▶ _What you will do_: Write only how many lines of the listing below include the string "trunk".

▶ _Records supplied_:
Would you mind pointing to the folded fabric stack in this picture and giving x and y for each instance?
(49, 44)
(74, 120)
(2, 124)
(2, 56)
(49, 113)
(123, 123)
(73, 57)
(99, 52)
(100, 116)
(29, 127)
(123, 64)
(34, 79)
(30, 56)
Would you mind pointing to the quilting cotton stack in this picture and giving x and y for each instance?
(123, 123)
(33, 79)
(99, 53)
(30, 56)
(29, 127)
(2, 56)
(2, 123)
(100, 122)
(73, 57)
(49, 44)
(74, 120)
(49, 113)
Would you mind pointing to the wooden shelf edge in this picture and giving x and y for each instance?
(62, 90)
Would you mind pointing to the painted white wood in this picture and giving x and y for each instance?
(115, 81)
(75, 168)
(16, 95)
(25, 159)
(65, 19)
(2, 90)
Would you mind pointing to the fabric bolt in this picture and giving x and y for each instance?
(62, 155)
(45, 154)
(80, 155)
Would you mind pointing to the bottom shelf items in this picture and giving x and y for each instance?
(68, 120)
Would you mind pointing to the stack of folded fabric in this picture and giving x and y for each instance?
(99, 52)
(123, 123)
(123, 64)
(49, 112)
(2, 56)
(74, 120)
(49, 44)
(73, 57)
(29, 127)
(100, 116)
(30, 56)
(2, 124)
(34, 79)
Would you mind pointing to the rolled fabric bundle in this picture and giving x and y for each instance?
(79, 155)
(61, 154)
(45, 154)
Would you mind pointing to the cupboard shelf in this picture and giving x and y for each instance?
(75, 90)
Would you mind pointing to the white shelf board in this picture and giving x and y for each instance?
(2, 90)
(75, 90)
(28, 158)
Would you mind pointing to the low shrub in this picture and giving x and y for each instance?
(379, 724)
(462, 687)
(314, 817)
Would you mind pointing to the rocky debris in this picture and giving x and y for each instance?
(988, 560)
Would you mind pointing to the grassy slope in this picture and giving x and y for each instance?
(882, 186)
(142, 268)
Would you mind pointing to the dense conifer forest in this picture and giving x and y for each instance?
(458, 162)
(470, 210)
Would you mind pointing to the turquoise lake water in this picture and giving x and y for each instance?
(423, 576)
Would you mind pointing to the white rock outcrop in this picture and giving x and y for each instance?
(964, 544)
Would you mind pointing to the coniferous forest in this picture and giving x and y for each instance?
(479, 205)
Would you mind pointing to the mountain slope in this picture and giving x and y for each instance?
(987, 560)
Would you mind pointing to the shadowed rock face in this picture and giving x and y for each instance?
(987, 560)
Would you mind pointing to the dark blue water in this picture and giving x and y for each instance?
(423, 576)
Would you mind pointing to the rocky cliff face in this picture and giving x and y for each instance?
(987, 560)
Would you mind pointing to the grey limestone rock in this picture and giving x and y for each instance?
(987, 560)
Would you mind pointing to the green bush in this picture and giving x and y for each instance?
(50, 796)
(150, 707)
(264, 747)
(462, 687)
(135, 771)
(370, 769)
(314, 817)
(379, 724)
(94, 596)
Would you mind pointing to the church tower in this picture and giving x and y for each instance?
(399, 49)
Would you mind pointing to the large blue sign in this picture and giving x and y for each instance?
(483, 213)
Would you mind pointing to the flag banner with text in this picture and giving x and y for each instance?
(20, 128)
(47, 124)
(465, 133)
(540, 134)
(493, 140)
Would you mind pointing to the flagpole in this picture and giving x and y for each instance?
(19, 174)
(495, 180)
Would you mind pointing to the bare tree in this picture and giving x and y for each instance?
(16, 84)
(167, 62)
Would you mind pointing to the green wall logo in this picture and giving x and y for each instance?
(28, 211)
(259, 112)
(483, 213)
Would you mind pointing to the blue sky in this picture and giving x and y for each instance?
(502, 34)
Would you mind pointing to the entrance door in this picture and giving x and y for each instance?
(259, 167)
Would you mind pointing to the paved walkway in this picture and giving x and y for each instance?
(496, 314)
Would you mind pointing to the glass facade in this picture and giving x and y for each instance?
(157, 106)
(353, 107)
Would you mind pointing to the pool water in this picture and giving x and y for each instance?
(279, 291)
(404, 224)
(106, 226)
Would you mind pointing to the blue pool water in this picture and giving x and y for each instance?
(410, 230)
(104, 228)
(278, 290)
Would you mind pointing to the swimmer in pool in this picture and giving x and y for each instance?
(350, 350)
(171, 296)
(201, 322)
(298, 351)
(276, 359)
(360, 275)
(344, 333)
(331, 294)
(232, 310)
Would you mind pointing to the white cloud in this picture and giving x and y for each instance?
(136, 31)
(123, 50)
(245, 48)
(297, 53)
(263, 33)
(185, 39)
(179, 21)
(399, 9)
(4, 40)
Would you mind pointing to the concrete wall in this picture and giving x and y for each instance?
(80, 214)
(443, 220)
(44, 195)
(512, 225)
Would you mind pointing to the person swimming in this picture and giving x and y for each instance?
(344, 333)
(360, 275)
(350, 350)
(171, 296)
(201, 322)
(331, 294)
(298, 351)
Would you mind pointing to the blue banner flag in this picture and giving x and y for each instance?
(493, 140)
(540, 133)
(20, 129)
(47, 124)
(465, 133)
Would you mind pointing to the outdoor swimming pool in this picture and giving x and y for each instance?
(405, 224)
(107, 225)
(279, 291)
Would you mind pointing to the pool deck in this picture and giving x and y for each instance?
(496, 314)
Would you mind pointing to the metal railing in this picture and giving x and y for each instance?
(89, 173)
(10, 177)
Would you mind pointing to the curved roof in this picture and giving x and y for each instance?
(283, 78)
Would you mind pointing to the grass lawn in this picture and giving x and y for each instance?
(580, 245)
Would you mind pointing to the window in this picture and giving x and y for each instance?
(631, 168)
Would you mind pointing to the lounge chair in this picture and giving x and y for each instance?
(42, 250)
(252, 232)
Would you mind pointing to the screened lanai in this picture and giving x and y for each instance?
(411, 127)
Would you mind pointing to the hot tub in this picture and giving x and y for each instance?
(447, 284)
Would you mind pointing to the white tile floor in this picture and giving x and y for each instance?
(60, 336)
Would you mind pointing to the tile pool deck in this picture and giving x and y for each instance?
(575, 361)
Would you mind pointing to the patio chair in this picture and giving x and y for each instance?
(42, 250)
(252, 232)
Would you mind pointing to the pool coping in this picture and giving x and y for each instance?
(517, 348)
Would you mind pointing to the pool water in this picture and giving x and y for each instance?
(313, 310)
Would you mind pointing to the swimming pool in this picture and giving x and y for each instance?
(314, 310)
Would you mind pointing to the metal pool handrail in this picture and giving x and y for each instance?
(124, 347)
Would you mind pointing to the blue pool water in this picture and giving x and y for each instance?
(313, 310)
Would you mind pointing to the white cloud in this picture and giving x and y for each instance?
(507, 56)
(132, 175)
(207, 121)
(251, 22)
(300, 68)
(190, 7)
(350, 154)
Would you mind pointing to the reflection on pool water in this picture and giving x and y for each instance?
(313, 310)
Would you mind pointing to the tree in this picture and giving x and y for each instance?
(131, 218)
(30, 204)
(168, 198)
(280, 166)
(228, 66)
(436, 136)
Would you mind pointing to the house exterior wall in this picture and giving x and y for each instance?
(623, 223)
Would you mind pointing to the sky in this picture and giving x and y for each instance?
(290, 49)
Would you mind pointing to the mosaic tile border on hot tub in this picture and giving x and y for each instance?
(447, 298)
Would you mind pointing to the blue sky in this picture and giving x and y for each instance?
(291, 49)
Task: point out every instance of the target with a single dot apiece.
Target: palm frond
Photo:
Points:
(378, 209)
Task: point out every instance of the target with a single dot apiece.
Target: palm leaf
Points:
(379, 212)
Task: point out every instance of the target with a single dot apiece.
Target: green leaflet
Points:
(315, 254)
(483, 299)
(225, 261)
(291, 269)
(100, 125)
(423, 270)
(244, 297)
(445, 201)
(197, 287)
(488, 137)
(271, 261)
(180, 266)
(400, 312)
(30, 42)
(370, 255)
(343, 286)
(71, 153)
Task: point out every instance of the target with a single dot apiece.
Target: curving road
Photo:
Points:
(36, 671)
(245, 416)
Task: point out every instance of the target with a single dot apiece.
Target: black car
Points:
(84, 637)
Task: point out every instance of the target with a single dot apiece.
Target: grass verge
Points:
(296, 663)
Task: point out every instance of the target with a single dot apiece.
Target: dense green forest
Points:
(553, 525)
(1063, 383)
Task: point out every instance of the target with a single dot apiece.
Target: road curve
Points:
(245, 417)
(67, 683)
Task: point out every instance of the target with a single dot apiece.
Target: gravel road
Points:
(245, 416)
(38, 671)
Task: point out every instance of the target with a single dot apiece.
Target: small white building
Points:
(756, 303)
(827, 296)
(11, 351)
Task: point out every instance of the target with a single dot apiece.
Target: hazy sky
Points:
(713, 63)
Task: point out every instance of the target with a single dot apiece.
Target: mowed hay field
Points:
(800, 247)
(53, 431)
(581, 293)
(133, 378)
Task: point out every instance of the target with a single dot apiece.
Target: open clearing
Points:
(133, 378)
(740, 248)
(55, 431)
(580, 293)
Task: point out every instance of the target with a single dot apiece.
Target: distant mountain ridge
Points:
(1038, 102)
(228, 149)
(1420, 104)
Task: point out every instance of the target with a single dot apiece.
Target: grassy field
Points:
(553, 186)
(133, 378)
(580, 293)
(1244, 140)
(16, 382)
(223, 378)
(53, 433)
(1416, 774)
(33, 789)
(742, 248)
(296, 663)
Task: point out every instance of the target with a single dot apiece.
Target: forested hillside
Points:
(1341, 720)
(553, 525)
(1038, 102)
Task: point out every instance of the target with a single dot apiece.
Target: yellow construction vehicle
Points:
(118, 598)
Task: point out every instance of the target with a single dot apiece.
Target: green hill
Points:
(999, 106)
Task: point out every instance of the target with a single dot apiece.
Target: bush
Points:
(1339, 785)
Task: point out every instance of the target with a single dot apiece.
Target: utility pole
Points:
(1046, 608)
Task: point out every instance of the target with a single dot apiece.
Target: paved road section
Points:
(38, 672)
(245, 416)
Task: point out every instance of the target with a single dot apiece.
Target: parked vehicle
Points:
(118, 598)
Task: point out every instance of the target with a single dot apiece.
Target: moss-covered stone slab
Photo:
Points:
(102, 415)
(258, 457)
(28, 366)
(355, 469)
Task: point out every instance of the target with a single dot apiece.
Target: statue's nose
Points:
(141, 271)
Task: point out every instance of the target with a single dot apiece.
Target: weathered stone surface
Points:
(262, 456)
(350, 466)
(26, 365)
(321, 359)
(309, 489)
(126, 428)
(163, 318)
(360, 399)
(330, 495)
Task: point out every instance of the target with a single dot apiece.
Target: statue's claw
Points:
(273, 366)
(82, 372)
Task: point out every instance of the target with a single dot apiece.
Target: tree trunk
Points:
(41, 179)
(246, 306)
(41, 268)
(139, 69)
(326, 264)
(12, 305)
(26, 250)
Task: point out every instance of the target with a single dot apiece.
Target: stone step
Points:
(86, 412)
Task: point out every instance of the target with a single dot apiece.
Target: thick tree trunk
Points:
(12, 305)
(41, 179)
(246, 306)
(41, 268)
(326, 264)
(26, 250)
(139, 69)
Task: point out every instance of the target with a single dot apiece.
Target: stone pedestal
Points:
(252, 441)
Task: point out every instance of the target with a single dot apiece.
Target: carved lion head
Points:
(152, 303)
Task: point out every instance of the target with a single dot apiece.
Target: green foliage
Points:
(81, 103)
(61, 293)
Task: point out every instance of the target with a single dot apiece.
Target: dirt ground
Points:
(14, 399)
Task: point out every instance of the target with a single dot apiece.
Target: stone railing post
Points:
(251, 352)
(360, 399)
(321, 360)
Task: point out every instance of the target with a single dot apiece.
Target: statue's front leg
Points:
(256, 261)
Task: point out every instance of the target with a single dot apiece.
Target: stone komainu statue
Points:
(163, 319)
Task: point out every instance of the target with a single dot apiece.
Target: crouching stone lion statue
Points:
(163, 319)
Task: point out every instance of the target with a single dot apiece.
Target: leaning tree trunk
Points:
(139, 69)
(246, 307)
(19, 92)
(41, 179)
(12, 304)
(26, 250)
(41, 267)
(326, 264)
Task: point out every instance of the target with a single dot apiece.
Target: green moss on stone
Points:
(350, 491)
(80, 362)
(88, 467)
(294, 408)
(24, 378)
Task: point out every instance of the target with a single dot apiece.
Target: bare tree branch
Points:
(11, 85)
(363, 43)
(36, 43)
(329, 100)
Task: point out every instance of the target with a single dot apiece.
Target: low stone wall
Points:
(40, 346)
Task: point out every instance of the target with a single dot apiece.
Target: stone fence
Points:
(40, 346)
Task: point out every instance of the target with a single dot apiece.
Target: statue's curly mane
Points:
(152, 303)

▶ _Response to the exercise_: 3